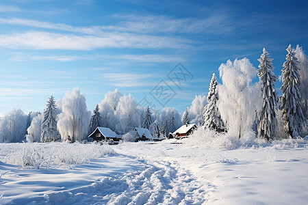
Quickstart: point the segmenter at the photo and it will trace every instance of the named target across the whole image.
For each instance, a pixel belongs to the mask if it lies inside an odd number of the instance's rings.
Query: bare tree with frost
[[[258,137],[270,140],[276,137],[277,131],[277,96],[274,87],[277,77],[273,72],[272,59],[270,58],[265,48],[260,57],[257,72],[260,80],[262,102],[257,113]]]
[[[302,97],[303,113],[306,120],[308,120],[308,57],[305,54],[303,48],[299,45],[295,49],[295,56],[298,62],[300,76],[300,92]]]
[[[223,129],[224,124],[221,119],[218,109],[218,83],[215,73],[213,73],[211,83],[209,83],[209,93],[207,94],[207,104],[204,107],[203,118],[205,128]]]
[[[287,49],[286,61],[282,70],[281,109],[283,111],[285,131],[292,137],[299,136],[300,126],[304,120],[300,92],[300,77],[298,62],[291,45]]]
[[[152,124],[152,116],[149,106],[146,107],[146,109],[145,111],[144,119],[144,120],[143,120],[142,128],[149,129],[150,128],[150,125]]]
[[[81,141],[87,137],[91,113],[88,111],[86,98],[78,87],[68,92],[61,100],[62,113],[57,128],[63,141]]]
[[[184,113],[183,114],[183,125],[184,124],[190,124],[190,122],[188,121],[188,108],[186,108],[186,110],[185,111]]]
[[[57,139],[59,134],[57,131],[57,109],[53,96],[50,96],[47,101],[42,115],[40,141],[47,142]]]
[[[218,109],[228,132],[239,138],[252,131],[256,105],[259,99],[258,84],[251,85],[257,69],[247,58],[228,60],[219,67],[222,85],[219,86]]]
[[[173,133],[175,131],[175,112],[171,112],[171,116],[170,117],[169,120],[169,132]],[[169,133],[167,133],[167,135]]]
[[[89,133],[92,133],[98,126],[101,126],[101,113],[99,111],[99,105],[97,105],[90,121]]]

#### Problem statement
Can you quote the material from its beginning through the line containing "Query: bare tree with frost", word for word, without the pictures?

#### Output of the exercise
Quickstart: point the segmenter at the photo and it will trace every instance of the named target across the whole image.
For each instance, a pixel belongs to the mask if it lies inside an odd number of the instance's rings.
Query: bare tree with frost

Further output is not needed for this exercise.